TASK DIRECTIONS: Copy word for word the lines in the entries below, from the line containing "of the bouquet" through the line containing "[[462, 418], [171, 378]]", and leave out the pictures.

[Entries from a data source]
^^^^^^^^^^^^^^^^
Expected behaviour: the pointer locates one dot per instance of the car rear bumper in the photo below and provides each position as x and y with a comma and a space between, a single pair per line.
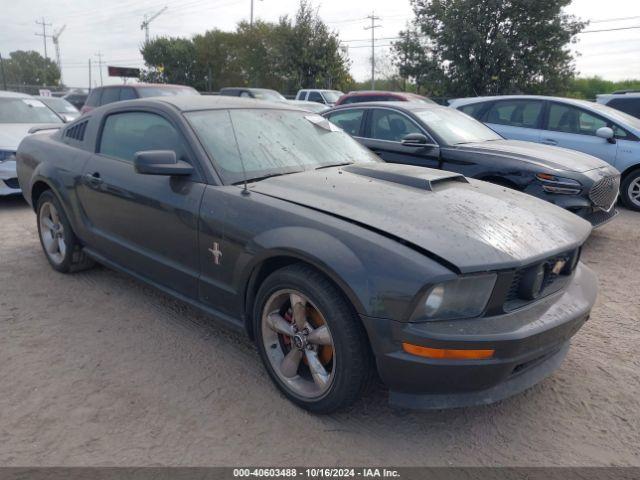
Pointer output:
9, 179
529, 345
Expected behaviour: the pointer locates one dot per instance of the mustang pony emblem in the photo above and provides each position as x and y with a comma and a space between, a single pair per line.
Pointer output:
216, 252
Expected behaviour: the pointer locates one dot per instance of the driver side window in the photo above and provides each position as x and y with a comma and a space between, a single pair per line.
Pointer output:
124, 134
391, 126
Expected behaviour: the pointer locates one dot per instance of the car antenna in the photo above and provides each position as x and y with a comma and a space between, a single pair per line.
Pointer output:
245, 190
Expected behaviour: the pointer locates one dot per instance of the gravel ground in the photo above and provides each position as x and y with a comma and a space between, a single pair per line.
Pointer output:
99, 369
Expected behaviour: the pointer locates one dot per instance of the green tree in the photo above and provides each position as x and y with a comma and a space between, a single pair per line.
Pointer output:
481, 47
29, 68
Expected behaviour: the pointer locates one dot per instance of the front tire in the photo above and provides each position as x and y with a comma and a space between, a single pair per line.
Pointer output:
630, 190
311, 341
59, 243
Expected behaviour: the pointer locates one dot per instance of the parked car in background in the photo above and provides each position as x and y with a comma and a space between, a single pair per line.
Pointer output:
19, 112
257, 93
314, 107
627, 101
62, 107
341, 267
326, 97
439, 137
77, 98
362, 96
589, 127
114, 93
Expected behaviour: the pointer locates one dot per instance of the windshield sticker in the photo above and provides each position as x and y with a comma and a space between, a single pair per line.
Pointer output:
33, 103
322, 122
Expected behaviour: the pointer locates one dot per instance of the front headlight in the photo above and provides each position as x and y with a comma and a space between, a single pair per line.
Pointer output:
465, 297
6, 155
561, 185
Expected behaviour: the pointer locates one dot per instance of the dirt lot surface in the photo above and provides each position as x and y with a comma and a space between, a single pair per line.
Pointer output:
99, 369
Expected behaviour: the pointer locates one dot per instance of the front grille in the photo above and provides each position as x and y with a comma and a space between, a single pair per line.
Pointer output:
552, 281
604, 192
12, 183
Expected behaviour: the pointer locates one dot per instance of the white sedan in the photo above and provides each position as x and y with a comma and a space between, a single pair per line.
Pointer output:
18, 113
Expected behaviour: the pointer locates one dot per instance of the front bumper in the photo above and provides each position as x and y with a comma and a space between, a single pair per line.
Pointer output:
9, 178
529, 344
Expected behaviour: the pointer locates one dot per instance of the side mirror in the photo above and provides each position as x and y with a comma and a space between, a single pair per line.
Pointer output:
160, 162
415, 140
606, 133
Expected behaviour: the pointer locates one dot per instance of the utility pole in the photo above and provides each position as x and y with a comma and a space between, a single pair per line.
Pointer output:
147, 20
373, 27
4, 78
99, 55
56, 42
44, 34
251, 16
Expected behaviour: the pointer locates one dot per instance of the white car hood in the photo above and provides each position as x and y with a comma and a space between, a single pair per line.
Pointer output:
11, 134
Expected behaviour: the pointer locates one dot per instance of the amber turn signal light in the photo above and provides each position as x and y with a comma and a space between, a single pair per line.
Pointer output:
447, 354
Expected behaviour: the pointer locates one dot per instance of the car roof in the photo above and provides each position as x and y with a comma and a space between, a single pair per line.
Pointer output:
407, 106
7, 94
471, 100
187, 103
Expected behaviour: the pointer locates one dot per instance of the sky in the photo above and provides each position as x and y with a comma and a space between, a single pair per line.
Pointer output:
112, 29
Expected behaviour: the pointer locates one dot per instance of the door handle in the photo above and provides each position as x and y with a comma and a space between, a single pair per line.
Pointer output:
93, 179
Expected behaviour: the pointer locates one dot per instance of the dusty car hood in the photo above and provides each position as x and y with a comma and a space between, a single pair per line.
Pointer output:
473, 225
11, 134
538, 154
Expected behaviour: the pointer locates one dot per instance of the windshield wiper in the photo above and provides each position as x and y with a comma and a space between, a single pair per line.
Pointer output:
334, 165
264, 177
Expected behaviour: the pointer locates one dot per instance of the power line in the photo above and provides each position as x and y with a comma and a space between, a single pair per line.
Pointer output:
373, 27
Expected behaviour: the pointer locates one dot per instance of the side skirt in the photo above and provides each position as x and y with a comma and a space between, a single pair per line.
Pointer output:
221, 318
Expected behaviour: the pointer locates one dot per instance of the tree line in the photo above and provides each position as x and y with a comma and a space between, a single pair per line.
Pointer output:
290, 54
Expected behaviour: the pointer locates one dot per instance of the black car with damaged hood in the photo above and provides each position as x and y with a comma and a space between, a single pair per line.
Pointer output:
278, 223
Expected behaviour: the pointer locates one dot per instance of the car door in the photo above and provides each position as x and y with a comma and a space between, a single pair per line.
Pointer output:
517, 119
146, 224
572, 127
384, 133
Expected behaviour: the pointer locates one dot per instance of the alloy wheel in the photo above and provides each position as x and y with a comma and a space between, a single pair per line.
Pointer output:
298, 344
52, 233
634, 191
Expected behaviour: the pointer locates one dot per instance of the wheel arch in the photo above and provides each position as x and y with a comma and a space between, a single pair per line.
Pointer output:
276, 260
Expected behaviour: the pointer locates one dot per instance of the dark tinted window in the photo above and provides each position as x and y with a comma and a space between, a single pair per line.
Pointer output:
124, 134
315, 97
110, 95
474, 110
94, 98
626, 105
391, 126
517, 113
349, 120
127, 93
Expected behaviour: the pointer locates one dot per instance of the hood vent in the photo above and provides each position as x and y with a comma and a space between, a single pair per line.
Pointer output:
408, 175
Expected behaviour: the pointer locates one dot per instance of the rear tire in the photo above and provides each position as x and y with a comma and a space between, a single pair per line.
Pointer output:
630, 190
60, 245
328, 361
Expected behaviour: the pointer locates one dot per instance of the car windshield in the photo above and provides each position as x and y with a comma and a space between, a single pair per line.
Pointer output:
331, 96
166, 91
623, 118
454, 128
268, 95
253, 144
59, 105
26, 110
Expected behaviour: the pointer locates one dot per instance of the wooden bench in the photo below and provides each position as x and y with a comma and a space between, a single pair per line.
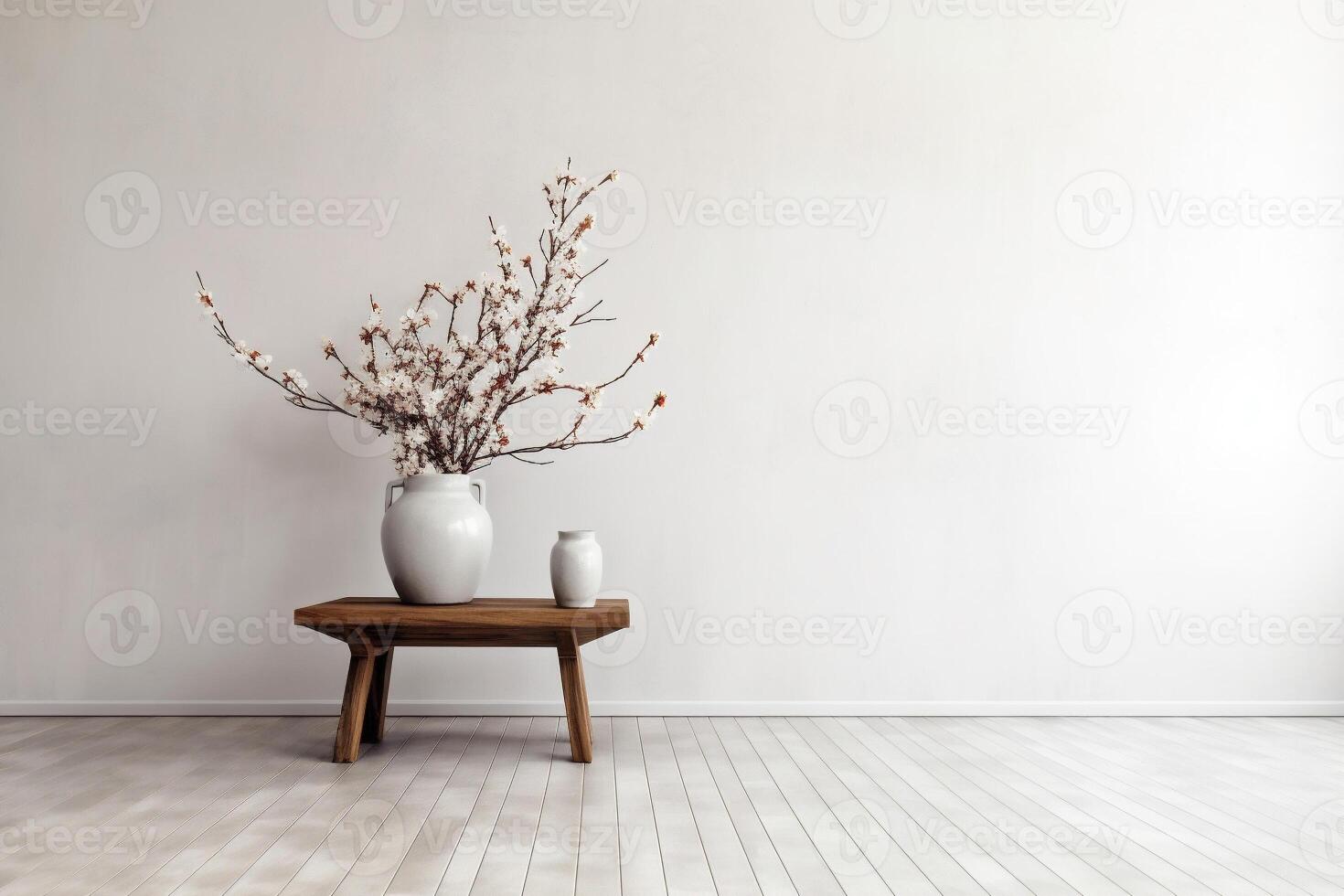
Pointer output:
374, 626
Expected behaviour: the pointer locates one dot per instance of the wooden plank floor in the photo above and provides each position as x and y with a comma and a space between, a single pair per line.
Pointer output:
253, 806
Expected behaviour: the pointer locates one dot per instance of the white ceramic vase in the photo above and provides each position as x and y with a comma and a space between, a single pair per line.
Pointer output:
437, 538
577, 569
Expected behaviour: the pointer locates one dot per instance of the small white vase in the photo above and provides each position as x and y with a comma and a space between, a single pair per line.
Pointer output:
577, 569
436, 538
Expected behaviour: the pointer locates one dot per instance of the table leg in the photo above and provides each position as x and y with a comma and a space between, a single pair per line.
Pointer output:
351, 724
575, 698
375, 713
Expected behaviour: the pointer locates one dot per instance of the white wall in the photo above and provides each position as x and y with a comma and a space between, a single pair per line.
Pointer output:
963, 134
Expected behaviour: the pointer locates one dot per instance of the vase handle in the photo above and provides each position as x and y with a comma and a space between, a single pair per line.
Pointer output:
388, 493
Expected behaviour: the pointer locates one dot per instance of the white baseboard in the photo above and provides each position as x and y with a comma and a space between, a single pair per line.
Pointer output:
680, 709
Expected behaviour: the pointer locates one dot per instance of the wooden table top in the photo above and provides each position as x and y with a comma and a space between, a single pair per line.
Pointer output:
484, 621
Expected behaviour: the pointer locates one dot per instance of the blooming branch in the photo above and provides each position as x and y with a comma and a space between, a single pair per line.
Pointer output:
445, 400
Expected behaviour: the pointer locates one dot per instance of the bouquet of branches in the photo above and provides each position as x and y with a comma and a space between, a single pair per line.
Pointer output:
443, 400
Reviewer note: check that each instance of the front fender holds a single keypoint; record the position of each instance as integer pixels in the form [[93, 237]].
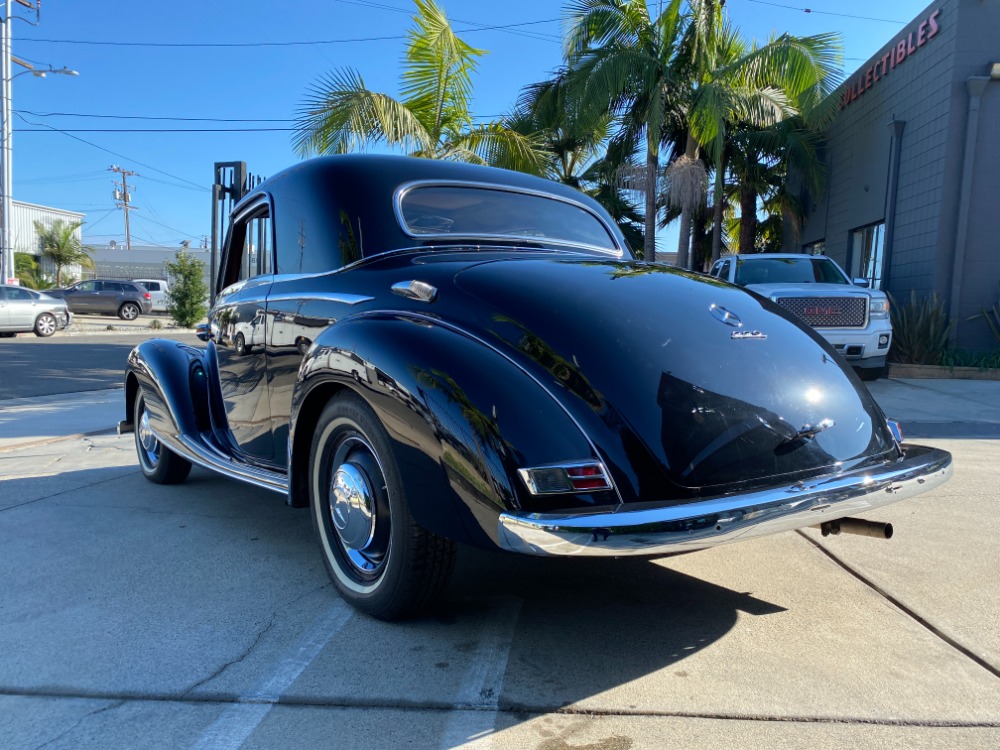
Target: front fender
[[462, 418], [171, 378]]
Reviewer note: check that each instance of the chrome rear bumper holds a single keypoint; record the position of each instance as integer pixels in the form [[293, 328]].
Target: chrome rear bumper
[[721, 520]]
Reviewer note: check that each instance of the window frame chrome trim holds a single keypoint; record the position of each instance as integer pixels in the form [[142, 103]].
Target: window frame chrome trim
[[407, 187]]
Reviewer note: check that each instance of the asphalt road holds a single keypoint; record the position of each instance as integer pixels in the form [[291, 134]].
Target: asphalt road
[[135, 615], [34, 366]]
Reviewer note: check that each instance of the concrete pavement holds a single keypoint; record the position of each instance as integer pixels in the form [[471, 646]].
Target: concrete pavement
[[200, 616]]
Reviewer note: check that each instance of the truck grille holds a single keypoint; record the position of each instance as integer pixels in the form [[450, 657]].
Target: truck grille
[[829, 312]]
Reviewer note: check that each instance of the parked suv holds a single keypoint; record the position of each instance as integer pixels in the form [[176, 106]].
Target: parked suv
[[846, 313], [157, 288], [126, 299]]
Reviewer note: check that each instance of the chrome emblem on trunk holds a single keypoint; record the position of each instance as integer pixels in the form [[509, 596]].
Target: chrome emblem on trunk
[[724, 316], [748, 335]]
^^^^^^^^^^^^^^^^
WRITTEN REPLY:
Expected behaviour: the pointer locates one dot per instance of the bouquet of branches in the photo above and provides each position as x and y with a comma and a space between, a single pair per line.
Pointer output:
443, 400
Reviewer note: check that each instance of the front fender holds a single keypoint; record the position of each instance as integer pixels in the form [[93, 237]].
Target: front fender
[[462, 418], [171, 378]]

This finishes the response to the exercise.